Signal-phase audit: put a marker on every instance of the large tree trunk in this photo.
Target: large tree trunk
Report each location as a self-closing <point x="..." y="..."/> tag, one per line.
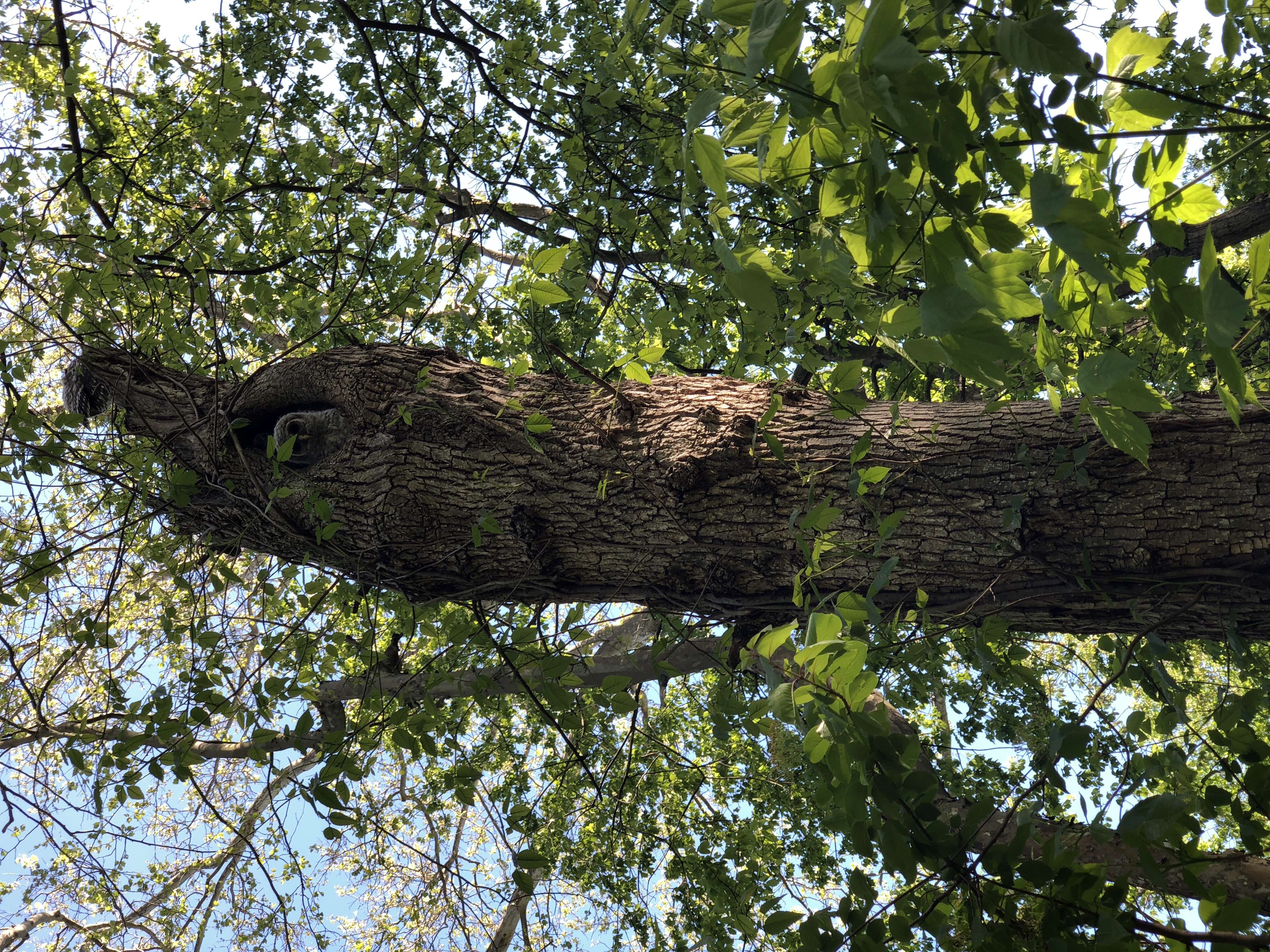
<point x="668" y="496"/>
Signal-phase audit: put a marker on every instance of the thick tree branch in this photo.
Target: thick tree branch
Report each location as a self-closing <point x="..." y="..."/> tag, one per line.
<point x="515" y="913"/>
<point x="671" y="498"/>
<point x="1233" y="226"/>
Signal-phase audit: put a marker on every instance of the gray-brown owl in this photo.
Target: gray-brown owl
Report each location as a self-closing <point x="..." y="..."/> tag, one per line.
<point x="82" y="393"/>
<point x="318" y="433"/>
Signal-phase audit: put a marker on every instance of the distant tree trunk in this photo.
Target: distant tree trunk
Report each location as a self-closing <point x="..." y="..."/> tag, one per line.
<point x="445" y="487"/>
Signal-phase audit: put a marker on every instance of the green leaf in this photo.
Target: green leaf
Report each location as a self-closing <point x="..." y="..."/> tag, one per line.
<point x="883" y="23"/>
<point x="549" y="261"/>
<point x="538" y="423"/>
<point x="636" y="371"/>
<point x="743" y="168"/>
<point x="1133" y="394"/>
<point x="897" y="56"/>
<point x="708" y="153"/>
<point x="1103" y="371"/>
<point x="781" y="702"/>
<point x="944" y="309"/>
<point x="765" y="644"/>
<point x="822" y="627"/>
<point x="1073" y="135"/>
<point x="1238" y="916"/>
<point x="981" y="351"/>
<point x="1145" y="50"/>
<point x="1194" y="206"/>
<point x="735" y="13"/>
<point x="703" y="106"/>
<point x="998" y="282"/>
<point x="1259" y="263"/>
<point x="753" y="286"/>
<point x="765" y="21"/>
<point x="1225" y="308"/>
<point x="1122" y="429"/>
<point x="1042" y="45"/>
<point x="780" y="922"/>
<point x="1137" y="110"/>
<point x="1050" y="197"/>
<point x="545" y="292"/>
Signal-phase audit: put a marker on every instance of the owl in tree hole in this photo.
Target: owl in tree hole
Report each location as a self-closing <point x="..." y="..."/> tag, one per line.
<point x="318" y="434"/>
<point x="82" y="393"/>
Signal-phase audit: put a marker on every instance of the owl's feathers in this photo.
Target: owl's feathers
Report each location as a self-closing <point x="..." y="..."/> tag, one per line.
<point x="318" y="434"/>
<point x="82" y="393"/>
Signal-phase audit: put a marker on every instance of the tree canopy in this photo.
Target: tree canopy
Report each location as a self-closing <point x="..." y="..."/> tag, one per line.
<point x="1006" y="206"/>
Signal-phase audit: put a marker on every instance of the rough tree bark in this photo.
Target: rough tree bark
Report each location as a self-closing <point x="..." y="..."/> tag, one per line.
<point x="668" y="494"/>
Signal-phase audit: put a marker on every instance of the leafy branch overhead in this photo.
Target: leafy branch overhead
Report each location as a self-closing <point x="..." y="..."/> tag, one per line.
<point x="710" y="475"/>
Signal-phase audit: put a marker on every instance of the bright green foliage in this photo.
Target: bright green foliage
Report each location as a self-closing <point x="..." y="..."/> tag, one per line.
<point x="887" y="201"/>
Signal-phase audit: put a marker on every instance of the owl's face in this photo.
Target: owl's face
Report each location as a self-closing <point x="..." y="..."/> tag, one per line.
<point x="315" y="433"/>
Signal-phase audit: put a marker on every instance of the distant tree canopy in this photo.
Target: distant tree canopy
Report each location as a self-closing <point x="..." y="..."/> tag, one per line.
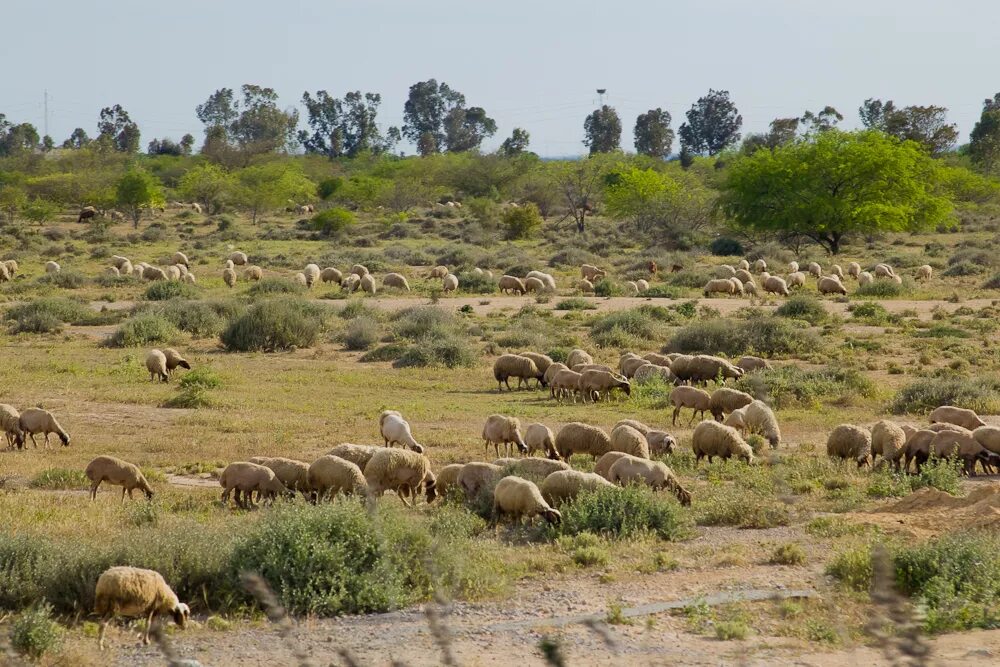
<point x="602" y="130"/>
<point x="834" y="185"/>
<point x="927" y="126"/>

────

TO DO:
Retype all of the items above word for word, leaving out the pictures.

SOLVED PROBLEM:
Signal-phase audit: put a marker on every instance of the large tree trunk in this photo.
Target: large tree trunk
Report each location as a self-closing <point x="..." y="..."/> tag, one per line.
<point x="668" y="496"/>
Signal-phase audit: put a marker on every instance of the thick tree branch in this photo.
Target: thick tree branch
Report each location as a self-closing <point x="..." y="..."/> tag, one per line.
<point x="515" y="913"/>
<point x="671" y="498"/>
<point x="1233" y="226"/>
Signal-phase audit: put a marker on every instance of the gray-brown owl in this photo.
Target: gray-brown owl
Report each location as a self-closing <point x="..." y="..."/> tag, one per line.
<point x="82" y="393"/>
<point x="318" y="433"/>
Signal-phase audit: put a marker on every instance of the distant tree trunk in this photo.
Target: distant tree trunk
Report each location as a self-closing <point x="..." y="..."/> tag, one per line.
<point x="445" y="487"/>
Signal-phase audit: put a marker on every instance of the green leaf in this photo.
Target: green leaf
Report each location as a self-closing <point x="..." y="..."/> tag, one per line.
<point x="883" y="23"/>
<point x="549" y="261"/>
<point x="538" y="423"/>
<point x="636" y="371"/>
<point x="743" y="168"/>
<point x="1133" y="394"/>
<point x="897" y="56"/>
<point x="708" y="153"/>
<point x="1103" y="371"/>
<point x="781" y="702"/>
<point x="944" y="309"/>
<point x="765" y="644"/>
<point x="822" y="627"/>
<point x="1073" y="135"/>
<point x="1238" y="916"/>
<point x="981" y="351"/>
<point x="1145" y="50"/>
<point x="1194" y="206"/>
<point x="735" y="13"/>
<point x="703" y="106"/>
<point x="998" y="282"/>
<point x="1259" y="263"/>
<point x="753" y="286"/>
<point x="765" y="21"/>
<point x="1225" y="308"/>
<point x="1122" y="429"/>
<point x="1042" y="45"/>
<point x="780" y="922"/>
<point x="1137" y="110"/>
<point x="1050" y="197"/>
<point x="545" y="292"/>
Signal-phase audit: put a marker on every instance of the owl in tree hole in this photo.
Target: owl in tree hole
Report each location as a self-closing <point x="..." y="..."/> tag, one per line.
<point x="318" y="434"/>
<point x="82" y="393"/>
Signal-phase audit: put a marker on every instance of the owl's feathers in this photo.
Target: owl's feathers
Report each location as a self-closing <point x="..." y="..."/> tag, one per line.
<point x="318" y="434"/>
<point x="82" y="393"/>
Signal-phase audit: put a marker on every instance of the tree canopy in this photo.
Target: tree canopy
Report each location as a self-closing <point x="..." y="..."/> tag, one per line.
<point x="1006" y="206"/>
Signal-phase audit: put a marker on every instance of the rough tree bark in this photo.
Target: rough tree bark
Report each location as a self-closing <point x="..." y="..."/> tag, one per line.
<point x="668" y="494"/>
Signal-phase audit: put a marker on every instance of the leafy branch overhead in this photo.
Target: leafy branch overhead
Report each location as a self-closing <point x="..." y="..."/> tag, one per line.
<point x="710" y="475"/>
Signal-phase audit: put a marker on every instance of the bright green foliage in this photo.
Target: bright green foliage
Report each location as a self-closing <point x="..." y="..."/> tag, one per line.
<point x="887" y="201"/>
Signal-phase audit: put a marker on every instance of the owl's face in this photo.
Target: owl's face
Report each location as a self-closing <point x="..." y="..."/> tag, one per line.
<point x="315" y="433"/>
Signal-phase audit: put a marker on every instance of the distant tree canopy in this photo.
Target: distant tree canopy
Report each location as a self-closing <point x="..." y="..."/> tag, one per line.
<point x="602" y="130"/>
<point x="834" y="185"/>
<point x="927" y="126"/>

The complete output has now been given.